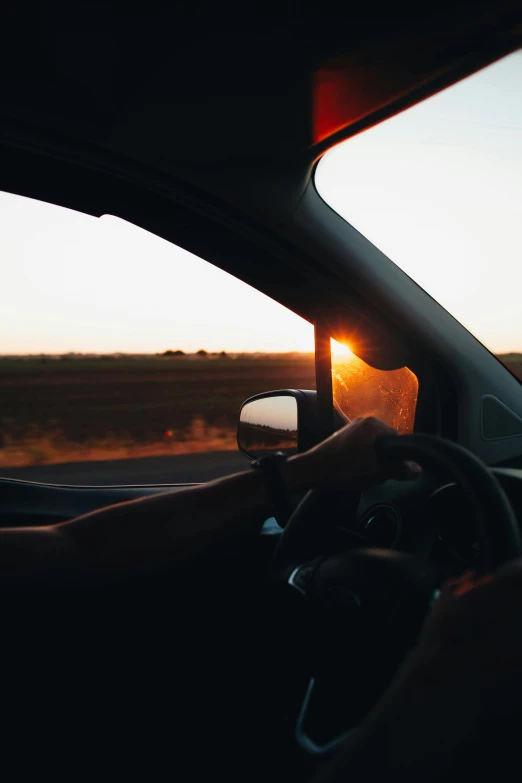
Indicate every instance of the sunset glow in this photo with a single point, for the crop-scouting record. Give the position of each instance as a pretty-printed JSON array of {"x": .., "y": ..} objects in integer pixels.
[{"x": 341, "y": 349}]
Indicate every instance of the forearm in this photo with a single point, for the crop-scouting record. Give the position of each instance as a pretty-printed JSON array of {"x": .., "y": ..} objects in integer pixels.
[{"x": 164, "y": 527}]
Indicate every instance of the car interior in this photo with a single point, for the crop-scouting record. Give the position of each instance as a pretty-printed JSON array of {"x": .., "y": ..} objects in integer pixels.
[{"x": 203, "y": 124}]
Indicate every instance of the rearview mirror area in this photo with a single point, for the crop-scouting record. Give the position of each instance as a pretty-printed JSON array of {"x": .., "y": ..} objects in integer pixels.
[{"x": 283, "y": 420}]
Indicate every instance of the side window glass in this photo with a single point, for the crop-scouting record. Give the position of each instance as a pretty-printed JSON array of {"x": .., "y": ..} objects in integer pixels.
[
  {"x": 123, "y": 358},
  {"x": 360, "y": 390}
]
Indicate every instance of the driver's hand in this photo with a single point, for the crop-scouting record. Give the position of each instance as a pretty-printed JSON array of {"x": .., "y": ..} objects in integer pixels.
[{"x": 349, "y": 456}]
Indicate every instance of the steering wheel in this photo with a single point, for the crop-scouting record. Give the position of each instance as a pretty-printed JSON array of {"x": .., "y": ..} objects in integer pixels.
[{"x": 364, "y": 607}]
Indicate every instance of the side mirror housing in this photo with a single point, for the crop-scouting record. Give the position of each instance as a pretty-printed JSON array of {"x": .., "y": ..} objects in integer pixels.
[{"x": 282, "y": 420}]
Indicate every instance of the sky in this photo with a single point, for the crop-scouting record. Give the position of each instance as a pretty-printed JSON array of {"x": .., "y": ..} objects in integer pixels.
[{"x": 437, "y": 188}]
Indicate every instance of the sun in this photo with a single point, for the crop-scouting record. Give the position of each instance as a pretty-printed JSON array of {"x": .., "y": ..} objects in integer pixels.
[{"x": 341, "y": 350}]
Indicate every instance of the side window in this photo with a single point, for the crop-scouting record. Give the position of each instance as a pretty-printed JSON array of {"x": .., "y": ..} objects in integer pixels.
[
  {"x": 360, "y": 390},
  {"x": 123, "y": 358}
]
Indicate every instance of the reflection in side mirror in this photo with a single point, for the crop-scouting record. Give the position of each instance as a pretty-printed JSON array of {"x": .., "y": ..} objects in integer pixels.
[{"x": 268, "y": 424}]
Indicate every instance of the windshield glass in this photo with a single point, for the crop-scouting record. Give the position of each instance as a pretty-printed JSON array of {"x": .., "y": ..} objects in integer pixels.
[{"x": 438, "y": 188}]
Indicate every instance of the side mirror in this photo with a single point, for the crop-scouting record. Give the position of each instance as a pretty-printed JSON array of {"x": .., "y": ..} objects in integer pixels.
[{"x": 283, "y": 420}]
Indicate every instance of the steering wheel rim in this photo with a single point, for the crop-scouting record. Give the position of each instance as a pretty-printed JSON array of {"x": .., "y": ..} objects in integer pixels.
[
  {"x": 498, "y": 531},
  {"x": 316, "y": 577}
]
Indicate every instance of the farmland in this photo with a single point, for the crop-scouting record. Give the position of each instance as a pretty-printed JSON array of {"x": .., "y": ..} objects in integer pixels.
[
  {"x": 77, "y": 409},
  {"x": 66, "y": 409}
]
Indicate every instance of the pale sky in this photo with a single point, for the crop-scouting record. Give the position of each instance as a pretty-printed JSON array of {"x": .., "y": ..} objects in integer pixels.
[{"x": 437, "y": 188}]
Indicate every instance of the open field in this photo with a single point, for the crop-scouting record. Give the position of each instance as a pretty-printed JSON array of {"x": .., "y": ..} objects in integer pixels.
[{"x": 82, "y": 409}]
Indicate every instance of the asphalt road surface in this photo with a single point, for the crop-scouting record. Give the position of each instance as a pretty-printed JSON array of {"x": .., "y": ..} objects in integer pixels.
[{"x": 179, "y": 469}]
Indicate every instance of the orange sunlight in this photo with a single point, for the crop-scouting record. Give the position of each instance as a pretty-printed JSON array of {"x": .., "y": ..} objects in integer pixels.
[{"x": 341, "y": 349}]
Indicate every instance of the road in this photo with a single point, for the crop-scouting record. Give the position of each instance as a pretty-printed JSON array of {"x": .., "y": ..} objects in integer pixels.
[{"x": 145, "y": 470}]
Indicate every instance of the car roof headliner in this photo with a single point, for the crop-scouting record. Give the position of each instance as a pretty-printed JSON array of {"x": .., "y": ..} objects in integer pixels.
[{"x": 227, "y": 98}]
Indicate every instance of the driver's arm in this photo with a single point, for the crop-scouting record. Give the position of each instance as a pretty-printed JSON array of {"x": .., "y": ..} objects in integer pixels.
[
  {"x": 463, "y": 675},
  {"x": 153, "y": 530}
]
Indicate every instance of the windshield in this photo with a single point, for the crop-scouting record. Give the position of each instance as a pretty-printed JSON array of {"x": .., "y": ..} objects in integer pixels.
[{"x": 438, "y": 189}]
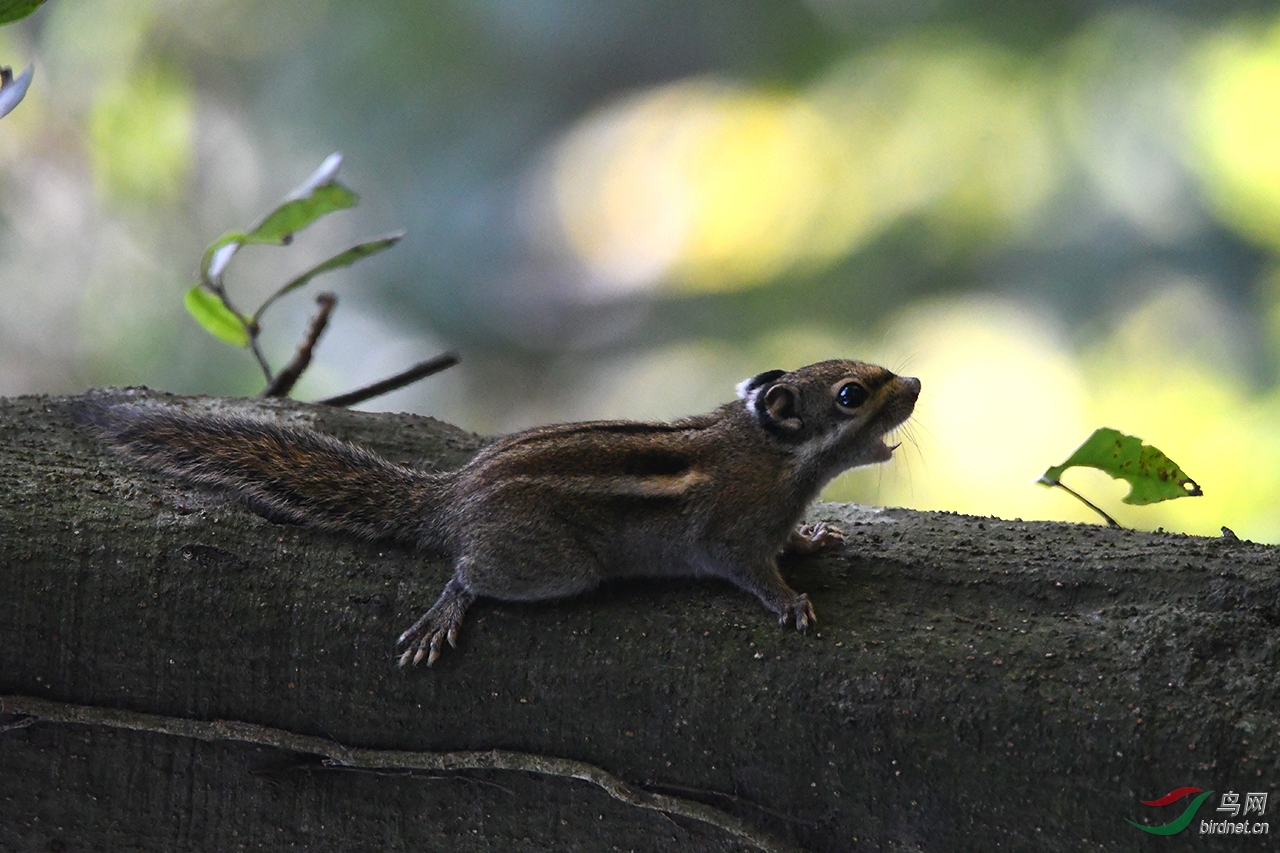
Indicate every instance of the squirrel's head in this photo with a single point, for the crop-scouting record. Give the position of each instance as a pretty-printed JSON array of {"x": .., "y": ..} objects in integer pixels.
[{"x": 833, "y": 413}]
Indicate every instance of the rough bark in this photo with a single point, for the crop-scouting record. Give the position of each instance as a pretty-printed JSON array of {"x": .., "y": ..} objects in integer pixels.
[{"x": 973, "y": 682}]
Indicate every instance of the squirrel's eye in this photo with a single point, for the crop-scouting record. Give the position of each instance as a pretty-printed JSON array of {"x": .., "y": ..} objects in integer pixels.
[{"x": 851, "y": 396}]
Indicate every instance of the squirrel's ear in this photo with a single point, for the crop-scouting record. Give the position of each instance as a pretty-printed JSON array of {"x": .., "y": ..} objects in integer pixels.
[
  {"x": 748, "y": 387},
  {"x": 778, "y": 407}
]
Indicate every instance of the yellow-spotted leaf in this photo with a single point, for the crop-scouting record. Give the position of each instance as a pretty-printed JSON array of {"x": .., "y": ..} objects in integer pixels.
[{"x": 1152, "y": 477}]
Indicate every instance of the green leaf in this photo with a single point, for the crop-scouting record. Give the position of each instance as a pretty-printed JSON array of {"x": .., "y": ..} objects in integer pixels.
[
  {"x": 1152, "y": 475},
  {"x": 17, "y": 9},
  {"x": 314, "y": 197},
  {"x": 215, "y": 316},
  {"x": 342, "y": 259},
  {"x": 296, "y": 214}
]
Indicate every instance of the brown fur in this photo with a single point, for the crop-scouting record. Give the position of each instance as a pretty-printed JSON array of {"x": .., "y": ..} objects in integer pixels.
[{"x": 556, "y": 510}]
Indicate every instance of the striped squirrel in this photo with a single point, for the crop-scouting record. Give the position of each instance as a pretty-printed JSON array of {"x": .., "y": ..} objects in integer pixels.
[{"x": 553, "y": 511}]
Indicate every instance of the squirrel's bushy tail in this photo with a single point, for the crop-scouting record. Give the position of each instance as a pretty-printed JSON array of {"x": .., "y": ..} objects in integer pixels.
[{"x": 283, "y": 473}]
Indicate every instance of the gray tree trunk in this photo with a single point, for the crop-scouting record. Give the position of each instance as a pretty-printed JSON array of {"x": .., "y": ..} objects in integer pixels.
[{"x": 972, "y": 683}]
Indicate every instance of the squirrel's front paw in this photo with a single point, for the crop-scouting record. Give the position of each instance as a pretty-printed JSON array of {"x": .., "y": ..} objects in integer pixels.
[
  {"x": 812, "y": 538},
  {"x": 801, "y": 610}
]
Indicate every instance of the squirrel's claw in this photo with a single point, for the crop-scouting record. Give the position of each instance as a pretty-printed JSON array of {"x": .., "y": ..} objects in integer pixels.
[
  {"x": 814, "y": 538},
  {"x": 801, "y": 609}
]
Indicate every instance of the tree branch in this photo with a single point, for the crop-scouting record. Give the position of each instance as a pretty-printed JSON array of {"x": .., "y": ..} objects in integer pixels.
[{"x": 337, "y": 755}]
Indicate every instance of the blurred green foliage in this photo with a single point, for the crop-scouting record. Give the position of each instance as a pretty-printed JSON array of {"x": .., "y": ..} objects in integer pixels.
[{"x": 1057, "y": 214}]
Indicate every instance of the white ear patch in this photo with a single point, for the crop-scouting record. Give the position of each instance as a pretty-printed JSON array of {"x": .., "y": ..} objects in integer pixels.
[{"x": 749, "y": 388}]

________________________________________

## Given problem
Write out, word for word, the lines of the listing from the one containing "Indicate every instance of the white" through the last line of the listing.

## Final result
Indicate every instance of the white ear patch in this photo with a single point, for the crop-scouting record. Give the position of each instance as a pretty-printed JSON array of {"x": .., "y": ..} objects in integer pixels.
[{"x": 749, "y": 388}]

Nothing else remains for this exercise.